- _Stated problem_:
Rewrite the material starting at the line containing "Expected: one point per instance of the tree line, each" and ending at the end of the material, both ends included, with the requests kept as they are. Multiply every coordinate in the answers by 0.35 and round each to a whole number, with halves rounding up.

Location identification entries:
=====
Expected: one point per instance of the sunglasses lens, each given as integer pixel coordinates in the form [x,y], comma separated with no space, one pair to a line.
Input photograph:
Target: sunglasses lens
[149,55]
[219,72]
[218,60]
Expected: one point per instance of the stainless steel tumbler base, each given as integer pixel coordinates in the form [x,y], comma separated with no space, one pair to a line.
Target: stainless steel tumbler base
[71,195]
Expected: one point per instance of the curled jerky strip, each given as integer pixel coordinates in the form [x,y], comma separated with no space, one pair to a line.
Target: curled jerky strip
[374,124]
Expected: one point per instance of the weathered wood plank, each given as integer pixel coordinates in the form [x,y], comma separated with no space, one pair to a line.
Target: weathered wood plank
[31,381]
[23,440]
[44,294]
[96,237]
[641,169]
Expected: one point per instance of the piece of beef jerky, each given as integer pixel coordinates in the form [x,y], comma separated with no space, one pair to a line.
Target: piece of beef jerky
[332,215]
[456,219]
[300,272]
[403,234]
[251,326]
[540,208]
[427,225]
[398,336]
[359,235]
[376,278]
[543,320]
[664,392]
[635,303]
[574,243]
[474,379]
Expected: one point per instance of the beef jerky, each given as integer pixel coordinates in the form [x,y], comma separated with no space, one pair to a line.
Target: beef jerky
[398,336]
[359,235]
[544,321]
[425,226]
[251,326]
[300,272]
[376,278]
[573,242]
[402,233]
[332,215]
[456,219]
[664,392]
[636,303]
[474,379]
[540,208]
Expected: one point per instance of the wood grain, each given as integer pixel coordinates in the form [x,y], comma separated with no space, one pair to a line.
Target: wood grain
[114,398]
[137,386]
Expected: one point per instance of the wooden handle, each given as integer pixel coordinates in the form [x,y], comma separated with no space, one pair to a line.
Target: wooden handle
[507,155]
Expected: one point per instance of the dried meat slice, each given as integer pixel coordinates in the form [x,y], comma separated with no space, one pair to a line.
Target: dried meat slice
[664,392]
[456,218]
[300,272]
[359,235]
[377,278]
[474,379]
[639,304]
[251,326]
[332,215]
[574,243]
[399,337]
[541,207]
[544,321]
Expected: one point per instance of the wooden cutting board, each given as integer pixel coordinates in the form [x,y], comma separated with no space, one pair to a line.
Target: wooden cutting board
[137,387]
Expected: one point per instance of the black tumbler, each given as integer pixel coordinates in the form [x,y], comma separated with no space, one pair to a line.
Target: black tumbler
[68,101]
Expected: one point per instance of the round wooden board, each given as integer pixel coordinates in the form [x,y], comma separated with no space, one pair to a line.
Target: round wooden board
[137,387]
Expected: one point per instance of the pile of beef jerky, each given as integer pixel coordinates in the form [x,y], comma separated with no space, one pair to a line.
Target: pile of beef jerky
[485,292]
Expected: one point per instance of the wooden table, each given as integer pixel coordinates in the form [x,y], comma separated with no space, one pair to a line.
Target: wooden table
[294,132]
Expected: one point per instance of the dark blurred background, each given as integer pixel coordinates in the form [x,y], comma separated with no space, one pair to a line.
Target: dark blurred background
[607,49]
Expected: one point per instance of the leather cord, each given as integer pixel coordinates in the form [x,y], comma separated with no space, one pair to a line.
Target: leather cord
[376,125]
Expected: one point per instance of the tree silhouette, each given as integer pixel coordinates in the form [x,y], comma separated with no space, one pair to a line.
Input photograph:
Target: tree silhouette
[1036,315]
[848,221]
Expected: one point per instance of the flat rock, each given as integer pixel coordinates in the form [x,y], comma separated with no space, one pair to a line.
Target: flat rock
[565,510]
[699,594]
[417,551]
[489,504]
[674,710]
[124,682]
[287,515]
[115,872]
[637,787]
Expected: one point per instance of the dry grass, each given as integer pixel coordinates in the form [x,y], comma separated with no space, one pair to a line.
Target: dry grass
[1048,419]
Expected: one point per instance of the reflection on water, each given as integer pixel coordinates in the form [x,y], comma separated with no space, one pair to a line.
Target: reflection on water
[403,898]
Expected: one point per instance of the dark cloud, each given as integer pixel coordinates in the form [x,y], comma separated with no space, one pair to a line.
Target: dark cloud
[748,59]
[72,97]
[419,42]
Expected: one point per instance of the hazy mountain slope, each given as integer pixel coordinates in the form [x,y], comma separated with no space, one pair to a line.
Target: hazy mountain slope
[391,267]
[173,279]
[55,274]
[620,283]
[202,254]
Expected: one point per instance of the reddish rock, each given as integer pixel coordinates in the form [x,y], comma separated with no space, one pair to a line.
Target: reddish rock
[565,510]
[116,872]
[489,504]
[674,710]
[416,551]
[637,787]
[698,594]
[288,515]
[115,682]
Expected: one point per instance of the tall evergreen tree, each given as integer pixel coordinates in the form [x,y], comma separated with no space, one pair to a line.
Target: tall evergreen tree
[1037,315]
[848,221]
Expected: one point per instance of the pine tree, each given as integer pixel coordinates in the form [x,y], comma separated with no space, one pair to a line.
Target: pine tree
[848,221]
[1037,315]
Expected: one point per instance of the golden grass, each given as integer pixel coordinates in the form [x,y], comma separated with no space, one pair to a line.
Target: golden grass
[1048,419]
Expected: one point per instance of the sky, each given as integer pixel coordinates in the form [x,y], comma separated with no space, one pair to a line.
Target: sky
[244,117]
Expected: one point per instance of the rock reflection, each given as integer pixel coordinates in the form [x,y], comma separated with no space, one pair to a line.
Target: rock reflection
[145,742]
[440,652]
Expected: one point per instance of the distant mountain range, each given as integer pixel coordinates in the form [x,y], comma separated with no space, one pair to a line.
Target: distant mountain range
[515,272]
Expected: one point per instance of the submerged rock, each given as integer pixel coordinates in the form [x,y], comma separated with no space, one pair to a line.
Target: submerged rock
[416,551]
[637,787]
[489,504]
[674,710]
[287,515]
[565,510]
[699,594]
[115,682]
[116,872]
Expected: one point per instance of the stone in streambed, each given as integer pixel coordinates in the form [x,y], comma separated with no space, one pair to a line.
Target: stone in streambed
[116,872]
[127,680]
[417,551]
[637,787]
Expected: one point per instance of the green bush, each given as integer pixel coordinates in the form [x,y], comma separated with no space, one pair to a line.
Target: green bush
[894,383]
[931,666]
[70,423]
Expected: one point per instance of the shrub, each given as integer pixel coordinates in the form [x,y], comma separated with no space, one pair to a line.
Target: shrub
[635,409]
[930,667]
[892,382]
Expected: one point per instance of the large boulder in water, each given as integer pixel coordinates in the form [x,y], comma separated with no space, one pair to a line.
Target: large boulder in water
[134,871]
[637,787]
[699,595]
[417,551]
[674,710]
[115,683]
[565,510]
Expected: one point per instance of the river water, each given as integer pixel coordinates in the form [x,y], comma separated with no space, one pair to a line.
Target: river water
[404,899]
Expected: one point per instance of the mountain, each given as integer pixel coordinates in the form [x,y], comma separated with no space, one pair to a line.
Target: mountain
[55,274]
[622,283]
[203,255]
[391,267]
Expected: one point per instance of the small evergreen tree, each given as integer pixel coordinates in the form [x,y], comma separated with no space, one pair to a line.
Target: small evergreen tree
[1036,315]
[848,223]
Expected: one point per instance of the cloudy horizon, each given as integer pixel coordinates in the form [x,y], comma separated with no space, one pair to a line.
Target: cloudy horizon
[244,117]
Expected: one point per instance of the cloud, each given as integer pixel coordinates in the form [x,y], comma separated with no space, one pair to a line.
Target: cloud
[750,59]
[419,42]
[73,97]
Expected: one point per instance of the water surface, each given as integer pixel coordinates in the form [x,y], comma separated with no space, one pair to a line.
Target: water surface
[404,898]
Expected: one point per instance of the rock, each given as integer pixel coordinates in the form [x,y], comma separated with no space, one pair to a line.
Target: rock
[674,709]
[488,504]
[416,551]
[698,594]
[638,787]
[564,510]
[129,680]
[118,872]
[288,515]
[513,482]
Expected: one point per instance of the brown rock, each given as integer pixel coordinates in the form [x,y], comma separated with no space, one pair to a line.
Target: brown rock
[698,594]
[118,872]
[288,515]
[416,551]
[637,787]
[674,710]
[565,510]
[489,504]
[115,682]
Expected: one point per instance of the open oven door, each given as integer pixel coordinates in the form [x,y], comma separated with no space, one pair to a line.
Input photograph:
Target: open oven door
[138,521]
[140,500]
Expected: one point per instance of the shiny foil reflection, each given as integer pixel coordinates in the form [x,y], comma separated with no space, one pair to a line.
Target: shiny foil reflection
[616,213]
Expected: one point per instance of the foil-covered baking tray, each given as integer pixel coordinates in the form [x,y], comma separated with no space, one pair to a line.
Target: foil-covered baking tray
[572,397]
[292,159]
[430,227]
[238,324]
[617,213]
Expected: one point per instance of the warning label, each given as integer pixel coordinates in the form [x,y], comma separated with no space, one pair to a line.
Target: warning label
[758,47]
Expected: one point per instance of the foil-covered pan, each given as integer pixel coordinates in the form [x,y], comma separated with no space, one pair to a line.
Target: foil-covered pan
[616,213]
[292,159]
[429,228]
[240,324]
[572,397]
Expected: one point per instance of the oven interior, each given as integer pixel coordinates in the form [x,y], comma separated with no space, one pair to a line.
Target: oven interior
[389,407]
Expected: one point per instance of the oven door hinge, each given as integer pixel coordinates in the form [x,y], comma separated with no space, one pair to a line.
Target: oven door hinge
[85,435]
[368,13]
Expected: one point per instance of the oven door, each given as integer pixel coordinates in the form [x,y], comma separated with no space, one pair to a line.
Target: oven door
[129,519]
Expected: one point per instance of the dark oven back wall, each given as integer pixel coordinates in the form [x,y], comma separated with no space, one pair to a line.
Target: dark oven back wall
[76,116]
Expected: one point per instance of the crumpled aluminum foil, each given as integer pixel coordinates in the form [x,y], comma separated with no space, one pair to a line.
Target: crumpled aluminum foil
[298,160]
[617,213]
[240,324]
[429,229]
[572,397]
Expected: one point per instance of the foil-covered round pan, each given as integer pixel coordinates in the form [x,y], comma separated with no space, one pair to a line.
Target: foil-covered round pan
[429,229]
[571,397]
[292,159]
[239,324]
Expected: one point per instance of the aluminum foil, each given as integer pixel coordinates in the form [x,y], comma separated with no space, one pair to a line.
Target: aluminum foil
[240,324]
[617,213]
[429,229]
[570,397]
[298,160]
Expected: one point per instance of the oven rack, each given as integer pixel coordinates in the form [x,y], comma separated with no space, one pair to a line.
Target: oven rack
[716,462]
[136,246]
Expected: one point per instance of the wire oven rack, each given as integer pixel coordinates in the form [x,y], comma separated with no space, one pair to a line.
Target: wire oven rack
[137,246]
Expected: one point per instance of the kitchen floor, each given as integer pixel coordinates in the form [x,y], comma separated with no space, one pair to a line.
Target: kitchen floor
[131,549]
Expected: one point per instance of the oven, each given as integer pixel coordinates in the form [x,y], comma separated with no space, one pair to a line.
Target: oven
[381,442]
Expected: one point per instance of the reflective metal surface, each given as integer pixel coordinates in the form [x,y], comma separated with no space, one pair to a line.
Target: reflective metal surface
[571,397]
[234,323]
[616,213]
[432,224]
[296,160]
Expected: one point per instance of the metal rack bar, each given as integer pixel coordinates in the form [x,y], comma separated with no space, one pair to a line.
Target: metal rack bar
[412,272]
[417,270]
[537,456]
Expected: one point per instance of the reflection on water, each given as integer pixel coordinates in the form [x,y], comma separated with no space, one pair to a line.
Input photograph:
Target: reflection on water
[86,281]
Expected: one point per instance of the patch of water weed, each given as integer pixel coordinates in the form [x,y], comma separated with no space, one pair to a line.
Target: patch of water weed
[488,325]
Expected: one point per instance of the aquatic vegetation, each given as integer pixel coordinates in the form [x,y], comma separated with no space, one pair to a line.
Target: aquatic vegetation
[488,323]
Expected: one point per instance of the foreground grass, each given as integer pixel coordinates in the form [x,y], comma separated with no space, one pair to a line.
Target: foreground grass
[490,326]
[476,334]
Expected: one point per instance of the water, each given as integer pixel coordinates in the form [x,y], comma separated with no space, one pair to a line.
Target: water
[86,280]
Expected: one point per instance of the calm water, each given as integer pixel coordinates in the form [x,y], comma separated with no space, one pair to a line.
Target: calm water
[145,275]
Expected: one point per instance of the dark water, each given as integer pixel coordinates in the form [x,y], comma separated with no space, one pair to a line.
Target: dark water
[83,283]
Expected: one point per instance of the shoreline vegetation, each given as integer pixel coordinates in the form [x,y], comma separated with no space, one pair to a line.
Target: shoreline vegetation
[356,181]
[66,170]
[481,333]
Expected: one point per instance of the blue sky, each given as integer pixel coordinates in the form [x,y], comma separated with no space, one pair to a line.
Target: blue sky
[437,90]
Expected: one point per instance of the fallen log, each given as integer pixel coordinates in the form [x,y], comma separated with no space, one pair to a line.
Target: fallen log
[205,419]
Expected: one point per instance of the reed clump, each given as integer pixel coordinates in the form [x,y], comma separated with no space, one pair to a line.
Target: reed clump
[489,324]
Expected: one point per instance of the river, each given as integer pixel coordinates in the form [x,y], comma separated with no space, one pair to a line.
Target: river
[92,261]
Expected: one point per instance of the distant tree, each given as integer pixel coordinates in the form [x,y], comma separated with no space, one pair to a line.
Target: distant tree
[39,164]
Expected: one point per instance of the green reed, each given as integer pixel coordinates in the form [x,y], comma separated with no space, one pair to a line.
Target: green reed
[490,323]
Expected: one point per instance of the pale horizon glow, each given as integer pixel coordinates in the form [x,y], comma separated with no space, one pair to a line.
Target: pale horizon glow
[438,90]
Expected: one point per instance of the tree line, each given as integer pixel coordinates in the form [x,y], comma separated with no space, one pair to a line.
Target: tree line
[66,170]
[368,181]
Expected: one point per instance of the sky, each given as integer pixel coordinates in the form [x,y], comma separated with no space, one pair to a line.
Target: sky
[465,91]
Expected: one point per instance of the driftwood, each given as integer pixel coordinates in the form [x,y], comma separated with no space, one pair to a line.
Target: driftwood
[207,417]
=====
- _Complete response_:
Expected: one point per instance of the tree line, each given as integer pixel coordinates in the form [x,y], comma separated with no space, one pair to a line.
Target: tree line
[23,60]
[129,63]
Expected: one point per instance of the sky, each given as integer pixel coordinates in the form [x,y], comma separated with no space, one pair to a line.
Target: sky
[163,32]
Expected: one point per instance of the driftwood, each given as integer pixel coordinates in the form [x,y], comma separated with no space, one pair to a line.
Target: driftwood
[72,146]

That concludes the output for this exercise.